> [Coordinate annotation data]:
%%

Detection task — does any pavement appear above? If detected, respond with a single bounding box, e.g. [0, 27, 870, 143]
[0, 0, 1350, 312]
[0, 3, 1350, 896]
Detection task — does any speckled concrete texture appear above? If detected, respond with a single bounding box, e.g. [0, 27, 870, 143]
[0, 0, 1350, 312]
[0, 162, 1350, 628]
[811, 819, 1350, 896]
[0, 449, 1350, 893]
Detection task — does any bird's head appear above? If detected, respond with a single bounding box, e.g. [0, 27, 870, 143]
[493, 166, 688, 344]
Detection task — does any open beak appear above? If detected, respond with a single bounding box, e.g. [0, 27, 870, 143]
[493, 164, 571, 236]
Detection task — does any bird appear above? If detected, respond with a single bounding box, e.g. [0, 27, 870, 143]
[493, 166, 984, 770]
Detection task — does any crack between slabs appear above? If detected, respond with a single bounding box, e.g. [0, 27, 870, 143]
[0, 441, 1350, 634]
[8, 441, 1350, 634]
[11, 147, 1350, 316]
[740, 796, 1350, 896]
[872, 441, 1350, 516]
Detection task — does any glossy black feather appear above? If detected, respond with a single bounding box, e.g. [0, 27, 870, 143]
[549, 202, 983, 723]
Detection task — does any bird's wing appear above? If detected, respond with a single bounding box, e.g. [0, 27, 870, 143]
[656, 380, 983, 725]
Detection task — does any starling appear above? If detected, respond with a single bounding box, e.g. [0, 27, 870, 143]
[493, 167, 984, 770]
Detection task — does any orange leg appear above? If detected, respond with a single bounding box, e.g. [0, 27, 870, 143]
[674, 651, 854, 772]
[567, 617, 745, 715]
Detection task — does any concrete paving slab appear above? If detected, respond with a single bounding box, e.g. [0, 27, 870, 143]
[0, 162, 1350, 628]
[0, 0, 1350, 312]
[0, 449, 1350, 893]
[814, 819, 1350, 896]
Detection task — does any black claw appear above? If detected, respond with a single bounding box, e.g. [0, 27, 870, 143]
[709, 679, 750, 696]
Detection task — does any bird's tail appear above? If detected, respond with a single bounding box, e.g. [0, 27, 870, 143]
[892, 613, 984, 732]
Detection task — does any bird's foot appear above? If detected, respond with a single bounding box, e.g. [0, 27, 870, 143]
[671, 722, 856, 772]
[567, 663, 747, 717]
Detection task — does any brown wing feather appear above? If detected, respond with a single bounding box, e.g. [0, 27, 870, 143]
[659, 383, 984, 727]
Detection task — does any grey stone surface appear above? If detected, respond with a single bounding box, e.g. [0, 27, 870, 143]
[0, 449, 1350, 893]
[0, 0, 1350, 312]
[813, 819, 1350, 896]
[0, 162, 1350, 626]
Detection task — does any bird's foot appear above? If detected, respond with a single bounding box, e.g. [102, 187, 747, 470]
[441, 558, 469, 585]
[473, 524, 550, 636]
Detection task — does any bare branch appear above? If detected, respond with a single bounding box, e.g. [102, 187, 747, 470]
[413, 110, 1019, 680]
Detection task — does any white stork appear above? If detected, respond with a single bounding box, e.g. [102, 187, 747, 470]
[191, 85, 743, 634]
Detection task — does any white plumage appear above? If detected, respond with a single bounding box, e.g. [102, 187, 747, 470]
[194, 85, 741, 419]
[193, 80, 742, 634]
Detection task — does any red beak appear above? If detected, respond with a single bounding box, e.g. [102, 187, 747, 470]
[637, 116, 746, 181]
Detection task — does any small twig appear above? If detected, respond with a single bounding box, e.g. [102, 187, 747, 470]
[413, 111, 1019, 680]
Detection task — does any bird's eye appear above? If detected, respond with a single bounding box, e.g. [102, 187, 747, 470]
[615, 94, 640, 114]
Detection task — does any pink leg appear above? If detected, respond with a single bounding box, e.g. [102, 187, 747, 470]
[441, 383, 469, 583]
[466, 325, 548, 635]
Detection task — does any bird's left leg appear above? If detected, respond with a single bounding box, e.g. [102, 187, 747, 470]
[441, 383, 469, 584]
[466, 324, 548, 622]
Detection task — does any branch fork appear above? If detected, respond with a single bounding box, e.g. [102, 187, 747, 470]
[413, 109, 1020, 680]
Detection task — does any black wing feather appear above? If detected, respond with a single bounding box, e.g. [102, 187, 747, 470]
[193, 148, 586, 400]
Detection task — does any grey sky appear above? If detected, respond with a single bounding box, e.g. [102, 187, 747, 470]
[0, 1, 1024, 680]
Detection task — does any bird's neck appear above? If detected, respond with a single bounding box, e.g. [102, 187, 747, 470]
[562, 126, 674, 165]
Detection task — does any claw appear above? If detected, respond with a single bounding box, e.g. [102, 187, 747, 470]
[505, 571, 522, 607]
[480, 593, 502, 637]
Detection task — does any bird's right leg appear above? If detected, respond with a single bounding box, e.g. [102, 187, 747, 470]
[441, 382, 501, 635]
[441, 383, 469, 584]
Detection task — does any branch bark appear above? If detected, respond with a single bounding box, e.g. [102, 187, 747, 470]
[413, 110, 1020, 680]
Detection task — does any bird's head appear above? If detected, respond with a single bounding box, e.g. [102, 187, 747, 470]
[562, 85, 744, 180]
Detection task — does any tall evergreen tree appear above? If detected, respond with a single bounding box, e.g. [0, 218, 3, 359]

%%

> [Your task]:
Rewrite all of the data above, substituting "Localization task" for every occurrence of "Detection task" and keeping everything else the same.

> [Full response]:
Localization task — does any pavement appear above? If detected, respond with a single bounding box, e.g. [0, 27, 870, 143]
[0, 0, 1350, 312]
[0, 3, 1350, 896]
Localization task — does any speckled concrete texture appear above? If detected, respond with a single bounding box, e.g. [0, 27, 870, 143]
[0, 0, 1350, 312]
[0, 162, 1350, 628]
[811, 819, 1350, 896]
[0, 449, 1350, 893]
Localization task — does any bird's head appear above? If detected, respond with a single bounding box, e.g. [0, 27, 870, 143]
[493, 166, 688, 344]
Localization task — does any open beak appear above? If detected, respond with a single bounding box, e.g. [0, 27, 870, 143]
[493, 164, 571, 236]
Localization task — does any bird appear above? If detected, respond with a single bounding box, e.g. [0, 27, 870, 143]
[493, 166, 984, 770]
Localization task — does any crack between slabs appear above? If detected, respond with a single bounding box, e.g. [0, 27, 870, 143]
[0, 441, 1350, 634]
[8, 441, 1350, 634]
[11, 147, 1350, 316]
[740, 796, 1350, 896]
[872, 441, 1350, 516]
Localization task — does any glossy black feather appear above? If detected, respond with a single bounding box, e.g. [0, 27, 870, 143]
[549, 202, 983, 723]
Localization task — does any bird's wing appear above? If detected, respond with a single bounding box, e.g. [0, 27, 870, 143]
[656, 380, 983, 725]
Localization task — does any starling appear above? If detected, respond with a single bounding box, e.g. [0, 27, 870, 143]
[493, 167, 984, 770]
Localization task — does any orange leg appear above? If detected, respond with a single bounding box, e.g. [0, 27, 870, 143]
[674, 651, 854, 772]
[567, 617, 745, 715]
Localization task — does any concrete paving slab appear above? If detected, respond with a single bounding box, e.g. [0, 27, 870, 143]
[0, 162, 1350, 628]
[0, 0, 1350, 312]
[0, 449, 1350, 893]
[814, 819, 1350, 896]
Localization task — does any black claw appear above? If detected, respond with a single bounding box, e.g. [0, 27, 870, 143]
[709, 679, 750, 696]
Localization task — does any bird's tail appear above? If detected, respond with a single bounding box, e.g. [0, 27, 870, 143]
[892, 613, 984, 732]
Localization task — does any bird's foot appear above? If detected, respond with a single bounding box, e.g. [0, 27, 870, 143]
[671, 722, 856, 772]
[567, 663, 747, 717]
Localization task — does any brown wing feather appear above? If detected, respond with a single bounding box, e.g. [0, 27, 870, 143]
[659, 383, 984, 727]
Localization task — does any grey stone surface appear above? If detected, respond with a single bounding box, e.g. [0, 27, 870, 143]
[0, 449, 1350, 893]
[0, 0, 1350, 312]
[813, 819, 1350, 896]
[0, 162, 1350, 626]
Localization task — does any bird's foot appear above? If detected, respond with a single bounding box, e.g. [102, 187, 747, 470]
[441, 558, 469, 585]
[473, 524, 550, 636]
Localization task — does any bare branch appear above? If detected, respond with a single bounding box, e.g. [102, 187, 747, 470]
[413, 110, 1019, 680]
Localization task — does any white stork appear above? If detected, respond with a single bounding box, e.g. [102, 187, 747, 470]
[191, 85, 743, 634]
Localization task — does any white plumage appear above? If detected, respond with a single bounding box, e.g. [102, 187, 747, 470]
[194, 85, 741, 419]
[193, 80, 742, 634]
Localization task — does any red beak appear above? If detected, respond with a single bounding box, e.g. [102, 187, 747, 470]
[637, 116, 746, 181]
Localization task — does any small twig appear above? If detected, respond with a single bounding box, e.g. [102, 187, 747, 470]
[413, 111, 1019, 680]
Localization task — does any bird's eye appear above? If detected, respond with a single bounding box, e.g. [102, 187, 747, 470]
[615, 94, 640, 114]
Localization task — does any pink leg appear above? If detected, respond with a single bounding box, e.g. [102, 187, 747, 470]
[441, 383, 469, 583]
[466, 325, 548, 635]
Localization task — does any bird's left leg appear above? If detected, respond with a single bounding box, e.g. [102, 187, 747, 470]
[441, 383, 469, 584]
[466, 324, 548, 622]
Localization task — does any branch fork appear above? If detected, respond with a single bounding box, e.g. [102, 187, 747, 470]
[413, 109, 1020, 680]
Localization task — does any black wing feather appear above? If detected, respond with a single bounding box, e.g. [102, 187, 747, 470]
[193, 148, 586, 400]
Localization task — does any grey sky appear above? If detected, respond with a single bounding box, e.g. [102, 187, 747, 470]
[0, 1, 1024, 680]
Localization task — does any bird's neck appear above? If detected, respond with a single bounding box, e.g. [102, 187, 747, 470]
[562, 126, 674, 165]
Localization task — does any claw appear above? If detected, respond with a single bounding box, e.g. [102, 187, 747, 470]
[505, 571, 522, 607]
[480, 593, 502, 637]
Localization task — does any bird's right leg appear above? If detected, respond with a single bounding box, e.g. [102, 187, 747, 470]
[441, 382, 501, 635]
[441, 383, 469, 584]
Localization task — does any branch bark appear above? If detected, respond with a single bounding box, e.g. [102, 187, 747, 470]
[413, 110, 1020, 680]
Localization task — does any bird's head appear above? If detected, respond with a single bounding box, e.g. [102, 187, 747, 470]
[562, 85, 744, 180]
Localization task — does any tall evergreen tree appear above? If detected, respond with a single bounding box, e.g. [0, 218, 3, 359]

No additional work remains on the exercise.